Provided data =>
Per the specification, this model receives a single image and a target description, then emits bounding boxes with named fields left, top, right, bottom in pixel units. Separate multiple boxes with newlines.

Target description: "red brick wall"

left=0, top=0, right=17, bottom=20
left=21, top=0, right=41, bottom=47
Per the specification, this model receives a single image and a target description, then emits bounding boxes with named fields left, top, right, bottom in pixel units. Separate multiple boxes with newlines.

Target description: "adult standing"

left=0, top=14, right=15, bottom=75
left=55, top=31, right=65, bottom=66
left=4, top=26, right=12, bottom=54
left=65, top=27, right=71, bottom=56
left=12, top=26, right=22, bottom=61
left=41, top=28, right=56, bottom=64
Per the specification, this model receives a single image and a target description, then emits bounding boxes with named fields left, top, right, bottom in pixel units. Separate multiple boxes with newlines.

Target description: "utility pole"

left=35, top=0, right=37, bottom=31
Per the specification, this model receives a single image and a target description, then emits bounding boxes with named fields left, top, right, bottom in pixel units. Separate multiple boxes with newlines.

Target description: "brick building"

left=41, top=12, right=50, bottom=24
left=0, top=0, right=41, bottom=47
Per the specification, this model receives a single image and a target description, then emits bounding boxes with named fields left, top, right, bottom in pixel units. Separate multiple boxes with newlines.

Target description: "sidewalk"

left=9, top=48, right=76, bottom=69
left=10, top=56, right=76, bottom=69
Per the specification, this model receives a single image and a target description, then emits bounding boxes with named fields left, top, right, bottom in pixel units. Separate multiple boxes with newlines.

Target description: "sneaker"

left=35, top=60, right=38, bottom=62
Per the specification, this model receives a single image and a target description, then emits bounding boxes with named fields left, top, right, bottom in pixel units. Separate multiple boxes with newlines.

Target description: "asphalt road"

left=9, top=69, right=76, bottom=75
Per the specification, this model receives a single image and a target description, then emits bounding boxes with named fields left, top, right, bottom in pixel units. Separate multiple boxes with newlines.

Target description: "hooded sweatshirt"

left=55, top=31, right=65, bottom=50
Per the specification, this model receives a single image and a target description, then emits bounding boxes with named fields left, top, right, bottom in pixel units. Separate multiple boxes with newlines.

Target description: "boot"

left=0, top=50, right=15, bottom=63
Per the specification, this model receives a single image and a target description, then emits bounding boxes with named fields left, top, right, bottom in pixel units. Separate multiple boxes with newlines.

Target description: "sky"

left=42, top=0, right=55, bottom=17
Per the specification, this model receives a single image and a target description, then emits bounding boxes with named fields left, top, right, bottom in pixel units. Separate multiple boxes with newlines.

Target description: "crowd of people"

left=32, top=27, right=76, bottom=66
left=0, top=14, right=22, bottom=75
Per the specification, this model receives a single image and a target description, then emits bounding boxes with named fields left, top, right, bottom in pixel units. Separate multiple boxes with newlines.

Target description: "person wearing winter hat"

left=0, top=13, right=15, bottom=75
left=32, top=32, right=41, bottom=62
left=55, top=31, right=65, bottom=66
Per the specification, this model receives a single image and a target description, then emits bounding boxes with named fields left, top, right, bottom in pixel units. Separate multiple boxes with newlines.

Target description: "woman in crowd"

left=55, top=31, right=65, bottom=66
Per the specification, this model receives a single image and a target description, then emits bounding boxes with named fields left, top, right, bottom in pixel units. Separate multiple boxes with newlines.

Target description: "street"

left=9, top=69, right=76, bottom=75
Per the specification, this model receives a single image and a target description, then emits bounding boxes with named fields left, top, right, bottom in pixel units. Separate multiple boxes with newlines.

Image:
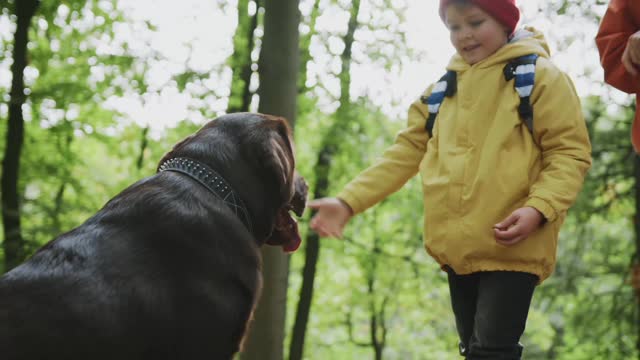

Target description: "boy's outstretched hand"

left=307, top=198, right=353, bottom=238
left=622, top=31, right=640, bottom=76
left=493, top=206, right=544, bottom=246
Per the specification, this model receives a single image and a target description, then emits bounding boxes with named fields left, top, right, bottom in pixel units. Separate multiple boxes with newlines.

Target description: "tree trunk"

left=289, top=0, right=360, bottom=360
left=241, top=0, right=300, bottom=360
left=0, top=0, right=39, bottom=271
left=632, top=155, right=640, bottom=359
left=298, top=0, right=320, bottom=94
left=227, top=0, right=260, bottom=113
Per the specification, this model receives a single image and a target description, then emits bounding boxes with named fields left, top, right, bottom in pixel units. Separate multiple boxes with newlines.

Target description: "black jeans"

left=447, top=268, right=538, bottom=360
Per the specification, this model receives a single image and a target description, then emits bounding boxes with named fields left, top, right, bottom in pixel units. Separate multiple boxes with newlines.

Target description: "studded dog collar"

left=158, top=157, right=253, bottom=233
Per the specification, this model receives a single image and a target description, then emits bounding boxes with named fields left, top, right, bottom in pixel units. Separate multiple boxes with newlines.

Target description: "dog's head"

left=160, top=113, right=307, bottom=252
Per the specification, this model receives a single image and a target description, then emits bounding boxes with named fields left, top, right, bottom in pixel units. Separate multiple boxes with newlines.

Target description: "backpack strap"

left=420, top=70, right=458, bottom=137
left=504, top=54, right=538, bottom=134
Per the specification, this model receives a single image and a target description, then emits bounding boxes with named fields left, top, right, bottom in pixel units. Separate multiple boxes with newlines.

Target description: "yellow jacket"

left=337, top=29, right=591, bottom=281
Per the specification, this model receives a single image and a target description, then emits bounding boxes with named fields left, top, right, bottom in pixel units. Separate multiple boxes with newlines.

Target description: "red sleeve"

left=596, top=0, right=640, bottom=93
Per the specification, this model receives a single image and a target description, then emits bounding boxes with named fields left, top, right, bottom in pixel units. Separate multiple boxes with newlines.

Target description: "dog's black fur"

left=0, top=113, right=306, bottom=360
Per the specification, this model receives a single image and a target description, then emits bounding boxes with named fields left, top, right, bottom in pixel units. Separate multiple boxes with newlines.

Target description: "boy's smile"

Problem => Reproduce all of the entries above word for word, without including the pictures.

Answer for this exercise =>
Per the specification, this model receives a single image and a target description, then emits bounding boxes with named fields left, top, right, bottom in pixel units. Separate multiple boxes with newlines.

Target description: "red brick wall"

left=0, top=0, right=17, bottom=20
left=21, top=0, right=41, bottom=47
Per the specification, this model receives a single image and a target description, then emits bounding boxes with named fields left, top, right, bottom in pixel units. Separate multiple boxes with newlines.

Target description: "adult standing"

left=0, top=14, right=15, bottom=75
left=55, top=31, right=65, bottom=66
left=4, top=26, right=12, bottom=54
left=65, top=27, right=71, bottom=56
left=12, top=26, right=22, bottom=61
left=41, top=28, right=56, bottom=64
Per the specification, this model receives a single image and a target description, then emits bounding boxes with named fields left, top, right, bottom in pixel units. Separate multiple boxes with newlines.

Target description: "utility pole"

left=35, top=0, right=37, bottom=31
Per the specification, this model receives a single image and a target description, then emits bounding boxes with named fields left, top, right, bottom in pixel units. Separate multiple boxes with newlines.

Target description: "brick building"

left=41, top=12, right=50, bottom=24
left=0, top=0, right=41, bottom=47
Per the specification, this model receives a single image and a target description, then emits bounding boxes with named fields left, top, right, bottom in pixel units. Separate multiple boxes with newlines.

Target description: "sidewalk"

left=9, top=48, right=76, bottom=69
left=10, top=56, right=76, bottom=69
Per the specification, this model receives a single image and a target description, then emits bounding boxes with named fields left, top, right, bottom in pixel units. Separate multiple boxes with newlines.

Target description: "sneaker"

left=35, top=60, right=38, bottom=62
Per the specification, this model receives a single image and a target description, then emits bounding boxes with named fields left, top, right, bottom in pixel units. Separate multiple boxes with newlines.

Target description: "asphalt road"

left=9, top=69, right=76, bottom=75
Per the specification, this model receives a single image and a target description, then emits bounding boxes with named fields left, top, right, bottom in pixel units. Separate multiple boxes with newlines.

Target description: "hooded sweatshirt"

left=55, top=31, right=65, bottom=50
Per the specification, this model receives a single image and a target description, then emits bounding boxes with named fields left, top, right, bottom in pixel units. Separate multiple boxes with newlines.

Target description: "boot"

left=0, top=50, right=15, bottom=63
Per the specification, this model receives a single image and a target description, then emits bounding boxes with named fields left, top, right, bottom in pixel units. Separate multiple boxes with newlines.

Target description: "sky"

left=42, top=0, right=55, bottom=17
Per the specification, this model receives a single image and a target description, then emits bounding boxes with named fields left, top, right, bottom in pixel units. Separate multiple boxes with newlines.

Target description: "crowd of people"

left=32, top=27, right=76, bottom=66
left=0, top=14, right=22, bottom=75
Per the specification, this model receives a single image and a target description, then emits bounding boxes with named fields left, top, right, bottom in pixel units. Separate multiple boxes with newlines.

Target description: "person wearing winter hat"

left=0, top=13, right=15, bottom=75
left=32, top=32, right=41, bottom=62
left=55, top=31, right=65, bottom=66
Per the specification, this model receives a single image and a target description, then emits bounding boxes with named fields left, top, right, bottom in pixel units. Separate multiple boxes with newlines.

Target description: "woman in crowd"

left=55, top=31, right=65, bottom=66
Per the specification, this model receives a single image and a target description, then emits bounding boxes with named fields left, top, right, bottom in pixel units. Separate multiple boxes with newlines.

Target description: "street"

left=9, top=69, right=76, bottom=75
Per the specification, this model receives a single image and a target description, then emits bounding boxes with named fields left, top, right, bottom in pixel units. Separate multiple boxes with newlines.

Image:

Target description: "boy's outstretched hand"

left=307, top=198, right=353, bottom=238
left=622, top=31, right=640, bottom=76
left=493, top=206, right=544, bottom=246
Per the specification, this model receives a single image and a target description, then emits bounding boxes with named fields left, top, right, bottom in pixel units. Separate multiple boxes with newlines.

Target description: "tree trunk"

left=289, top=0, right=360, bottom=360
left=241, top=0, right=300, bottom=360
left=0, top=0, right=39, bottom=271
left=632, top=155, right=640, bottom=359
left=298, top=0, right=320, bottom=94
left=227, top=0, right=260, bottom=113
Per the specification, this model receives a single image and a target description, then emits bounding boxes with named fields left, top, right, bottom in pixel units. Separate multiple boxes with newlines.

Target description: "black jeans"

left=447, top=268, right=538, bottom=360
Per the specification, this model receives a single image and a target description, then emits bounding boxes with named fields left, top, right, bottom in pixel units. Separate multiple boxes with newlines.

Target description: "studded dog collar"

left=158, top=157, right=253, bottom=233
Per the specification, this model receives a single image and a target description, then emits bounding boxes with named fields left, top, right, bottom in pixel units. Separate multiple boxes with newlines.

Target description: "dog's head"

left=160, top=113, right=307, bottom=252
Per the specification, this model receives a single image and a target description, then emits bounding boxes with named fields left, top, right, bottom in pixel units. Separate multiple boxes with newlines.

Target description: "backpack strap"

left=420, top=70, right=458, bottom=137
left=504, top=54, right=538, bottom=134
Per the specification, this model receives a single image and a target description, then emits bounding boxes with named fields left, top, right, bottom in pixel units. Separate multiple boxes with newlines.

Target description: "yellow jacket"

left=337, top=29, right=591, bottom=281
Per the specification, this model receives a single image and a target description, then emits bounding boxes with named fields left, top, right, bottom in pixel units. Separate multiple boxes with newlines.

Target description: "red sleeve"

left=596, top=0, right=640, bottom=93
Per the specification, this model receives a single image and a target description, then emits bounding boxes with named fields left, top, right, bottom in pixel units. Separate multiple boxes with newlines.

Target description: "dog's black fur"

left=0, top=113, right=306, bottom=360
Per the specification, this model receives a single image and a target description, then emits bounding boxes with named fields left, top, right, bottom in pixel units. Separate multiple boxes with newlines.

Target description: "boy's smile"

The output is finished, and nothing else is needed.